| Task to complete |
Report every one of the lines below that contains the word "bare", copying each such line in full. Case counts when matching.

Data drawn from a collection
::::::::::

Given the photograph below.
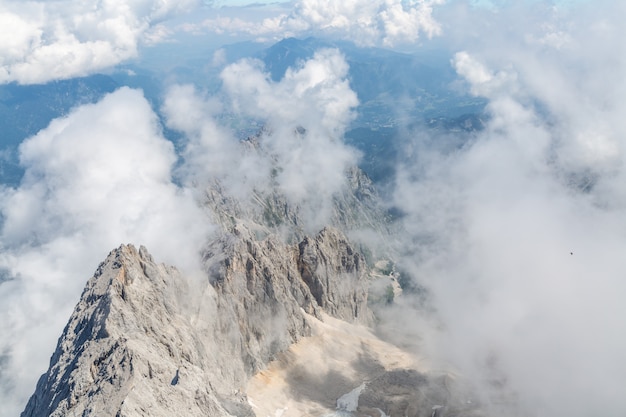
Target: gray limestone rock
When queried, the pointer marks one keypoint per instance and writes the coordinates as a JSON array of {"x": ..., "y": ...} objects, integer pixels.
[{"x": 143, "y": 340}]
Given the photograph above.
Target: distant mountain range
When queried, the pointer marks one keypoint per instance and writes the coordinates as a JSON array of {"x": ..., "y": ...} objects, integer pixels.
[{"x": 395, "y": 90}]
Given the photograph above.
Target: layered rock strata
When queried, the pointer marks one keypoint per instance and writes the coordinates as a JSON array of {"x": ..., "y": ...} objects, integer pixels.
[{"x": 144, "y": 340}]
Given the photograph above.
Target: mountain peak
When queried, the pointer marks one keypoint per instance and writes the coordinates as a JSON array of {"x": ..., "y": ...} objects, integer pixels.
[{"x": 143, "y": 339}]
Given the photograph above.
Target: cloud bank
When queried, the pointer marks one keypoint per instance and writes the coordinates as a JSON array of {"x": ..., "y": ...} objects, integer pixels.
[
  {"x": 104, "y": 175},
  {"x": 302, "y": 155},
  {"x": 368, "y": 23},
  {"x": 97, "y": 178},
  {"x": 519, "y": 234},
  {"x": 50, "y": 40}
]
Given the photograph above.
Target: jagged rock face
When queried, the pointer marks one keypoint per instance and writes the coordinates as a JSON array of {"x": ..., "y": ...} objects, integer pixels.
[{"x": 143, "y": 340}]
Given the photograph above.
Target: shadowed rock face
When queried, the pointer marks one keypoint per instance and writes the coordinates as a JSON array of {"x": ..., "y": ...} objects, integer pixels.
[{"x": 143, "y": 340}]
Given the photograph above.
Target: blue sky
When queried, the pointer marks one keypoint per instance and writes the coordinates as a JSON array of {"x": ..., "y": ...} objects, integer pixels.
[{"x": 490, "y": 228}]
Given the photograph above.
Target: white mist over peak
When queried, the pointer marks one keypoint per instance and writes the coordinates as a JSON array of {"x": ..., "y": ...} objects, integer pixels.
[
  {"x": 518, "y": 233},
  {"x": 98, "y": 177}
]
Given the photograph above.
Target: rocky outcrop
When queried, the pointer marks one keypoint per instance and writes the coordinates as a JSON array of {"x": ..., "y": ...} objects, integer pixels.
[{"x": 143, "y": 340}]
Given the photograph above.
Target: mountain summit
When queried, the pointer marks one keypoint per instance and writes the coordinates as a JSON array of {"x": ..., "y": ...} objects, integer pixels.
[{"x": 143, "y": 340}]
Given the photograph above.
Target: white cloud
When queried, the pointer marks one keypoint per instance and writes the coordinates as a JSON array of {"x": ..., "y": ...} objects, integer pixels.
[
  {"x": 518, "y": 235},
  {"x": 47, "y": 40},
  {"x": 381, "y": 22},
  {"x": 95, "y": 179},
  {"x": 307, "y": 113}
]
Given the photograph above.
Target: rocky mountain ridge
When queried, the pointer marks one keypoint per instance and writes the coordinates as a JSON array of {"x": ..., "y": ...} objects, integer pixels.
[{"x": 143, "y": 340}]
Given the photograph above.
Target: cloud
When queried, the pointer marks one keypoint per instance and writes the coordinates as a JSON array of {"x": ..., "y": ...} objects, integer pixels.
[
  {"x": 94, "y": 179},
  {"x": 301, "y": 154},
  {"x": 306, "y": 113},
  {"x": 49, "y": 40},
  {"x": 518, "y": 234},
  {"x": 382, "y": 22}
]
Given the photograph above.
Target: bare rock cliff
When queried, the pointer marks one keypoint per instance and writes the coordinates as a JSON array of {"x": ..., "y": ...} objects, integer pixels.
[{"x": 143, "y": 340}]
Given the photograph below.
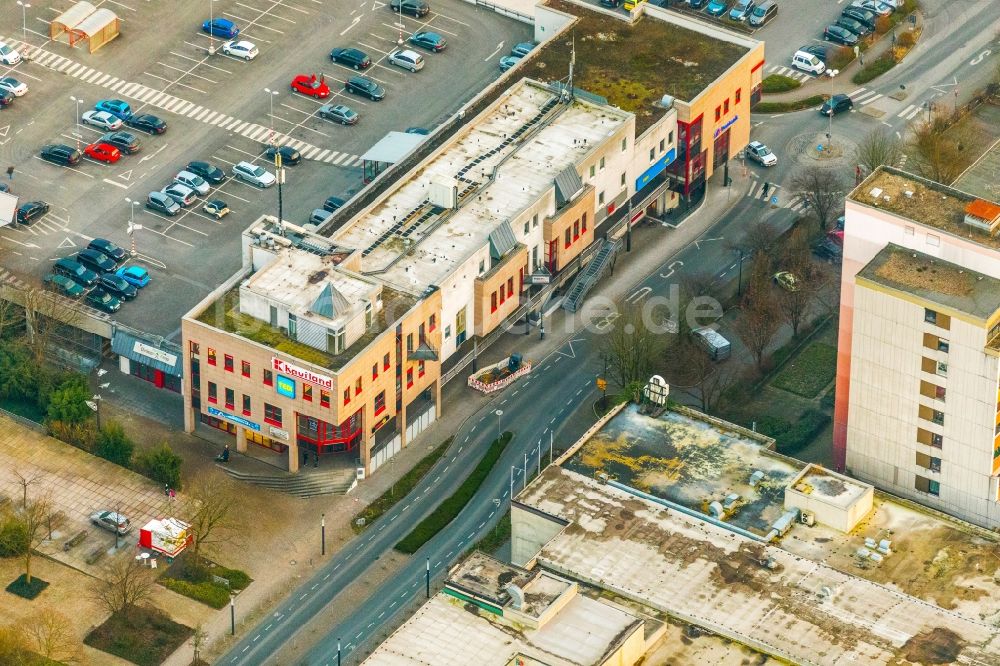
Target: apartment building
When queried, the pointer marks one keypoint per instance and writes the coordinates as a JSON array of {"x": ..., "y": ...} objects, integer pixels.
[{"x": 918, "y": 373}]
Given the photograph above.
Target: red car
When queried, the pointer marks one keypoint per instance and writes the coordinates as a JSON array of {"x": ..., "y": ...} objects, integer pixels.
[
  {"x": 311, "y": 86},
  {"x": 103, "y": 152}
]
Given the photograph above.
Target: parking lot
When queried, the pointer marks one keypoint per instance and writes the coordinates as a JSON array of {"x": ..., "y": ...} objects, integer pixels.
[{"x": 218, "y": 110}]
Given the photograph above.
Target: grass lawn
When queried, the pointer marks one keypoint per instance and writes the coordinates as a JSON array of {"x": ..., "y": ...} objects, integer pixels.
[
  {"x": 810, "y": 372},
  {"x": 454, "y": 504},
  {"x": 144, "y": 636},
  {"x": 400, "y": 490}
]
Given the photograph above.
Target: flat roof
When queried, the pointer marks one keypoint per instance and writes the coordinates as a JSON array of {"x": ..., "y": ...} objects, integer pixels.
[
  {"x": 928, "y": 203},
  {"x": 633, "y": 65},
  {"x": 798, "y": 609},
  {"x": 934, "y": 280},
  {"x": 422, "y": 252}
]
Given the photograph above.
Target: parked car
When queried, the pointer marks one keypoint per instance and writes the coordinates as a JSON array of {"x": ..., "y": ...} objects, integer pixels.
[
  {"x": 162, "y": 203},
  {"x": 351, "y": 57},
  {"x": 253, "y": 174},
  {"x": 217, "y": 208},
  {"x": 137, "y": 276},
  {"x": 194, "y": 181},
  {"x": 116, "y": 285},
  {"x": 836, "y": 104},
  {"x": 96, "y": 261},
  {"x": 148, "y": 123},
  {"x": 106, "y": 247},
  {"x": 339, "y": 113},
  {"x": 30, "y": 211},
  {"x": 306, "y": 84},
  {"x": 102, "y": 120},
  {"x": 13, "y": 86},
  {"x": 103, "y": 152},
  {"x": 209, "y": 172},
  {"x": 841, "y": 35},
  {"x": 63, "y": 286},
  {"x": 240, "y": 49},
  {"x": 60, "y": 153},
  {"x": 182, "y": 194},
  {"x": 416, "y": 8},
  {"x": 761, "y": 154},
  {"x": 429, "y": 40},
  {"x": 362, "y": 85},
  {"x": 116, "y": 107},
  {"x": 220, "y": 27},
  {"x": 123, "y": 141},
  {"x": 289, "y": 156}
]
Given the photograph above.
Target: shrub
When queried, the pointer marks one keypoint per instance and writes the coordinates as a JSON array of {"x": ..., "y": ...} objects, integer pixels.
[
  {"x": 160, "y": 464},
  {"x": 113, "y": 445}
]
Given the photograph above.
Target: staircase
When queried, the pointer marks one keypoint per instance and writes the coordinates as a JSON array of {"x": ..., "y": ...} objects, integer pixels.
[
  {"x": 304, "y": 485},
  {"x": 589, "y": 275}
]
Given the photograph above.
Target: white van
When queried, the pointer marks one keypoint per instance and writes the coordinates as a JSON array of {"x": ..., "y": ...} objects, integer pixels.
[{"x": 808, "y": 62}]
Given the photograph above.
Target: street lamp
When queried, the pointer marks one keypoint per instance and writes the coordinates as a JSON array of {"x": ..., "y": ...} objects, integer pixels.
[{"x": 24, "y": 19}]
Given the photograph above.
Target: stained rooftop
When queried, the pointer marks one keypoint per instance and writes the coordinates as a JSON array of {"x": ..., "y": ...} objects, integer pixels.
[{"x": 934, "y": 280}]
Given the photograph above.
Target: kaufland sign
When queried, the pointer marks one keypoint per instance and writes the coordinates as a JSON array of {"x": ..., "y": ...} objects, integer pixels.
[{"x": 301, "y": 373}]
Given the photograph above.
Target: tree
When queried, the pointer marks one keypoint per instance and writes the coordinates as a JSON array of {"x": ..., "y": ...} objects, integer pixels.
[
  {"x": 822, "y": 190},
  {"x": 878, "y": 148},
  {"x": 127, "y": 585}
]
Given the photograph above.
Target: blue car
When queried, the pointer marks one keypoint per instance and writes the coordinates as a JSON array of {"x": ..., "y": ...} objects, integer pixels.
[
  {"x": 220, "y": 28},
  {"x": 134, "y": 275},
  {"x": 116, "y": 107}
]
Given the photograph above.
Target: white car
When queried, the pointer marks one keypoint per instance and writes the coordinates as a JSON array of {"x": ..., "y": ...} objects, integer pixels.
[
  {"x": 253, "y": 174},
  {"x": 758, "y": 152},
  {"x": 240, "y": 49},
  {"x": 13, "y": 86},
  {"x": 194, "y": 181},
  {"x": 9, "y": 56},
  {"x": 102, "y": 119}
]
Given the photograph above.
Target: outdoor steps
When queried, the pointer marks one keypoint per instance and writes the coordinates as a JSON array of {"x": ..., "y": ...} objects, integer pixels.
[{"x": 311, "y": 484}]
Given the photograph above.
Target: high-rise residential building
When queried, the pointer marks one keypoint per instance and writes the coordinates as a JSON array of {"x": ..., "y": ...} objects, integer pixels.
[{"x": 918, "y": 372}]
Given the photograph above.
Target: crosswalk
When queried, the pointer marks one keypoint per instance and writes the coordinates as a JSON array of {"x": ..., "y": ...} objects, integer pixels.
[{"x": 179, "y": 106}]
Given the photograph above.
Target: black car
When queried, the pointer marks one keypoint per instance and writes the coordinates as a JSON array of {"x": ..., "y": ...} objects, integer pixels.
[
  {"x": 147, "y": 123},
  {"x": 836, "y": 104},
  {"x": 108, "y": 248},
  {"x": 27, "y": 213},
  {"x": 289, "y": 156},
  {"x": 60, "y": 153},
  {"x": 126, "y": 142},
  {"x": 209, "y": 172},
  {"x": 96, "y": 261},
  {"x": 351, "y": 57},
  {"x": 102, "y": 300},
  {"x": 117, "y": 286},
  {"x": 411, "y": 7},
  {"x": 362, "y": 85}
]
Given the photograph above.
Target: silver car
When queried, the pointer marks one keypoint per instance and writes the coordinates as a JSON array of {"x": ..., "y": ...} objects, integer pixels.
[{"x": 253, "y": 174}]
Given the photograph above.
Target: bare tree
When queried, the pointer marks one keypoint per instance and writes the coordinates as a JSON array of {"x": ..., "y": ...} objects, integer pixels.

::::::::::

| Task answer |
Target: bare rock cliff
Target: bare tree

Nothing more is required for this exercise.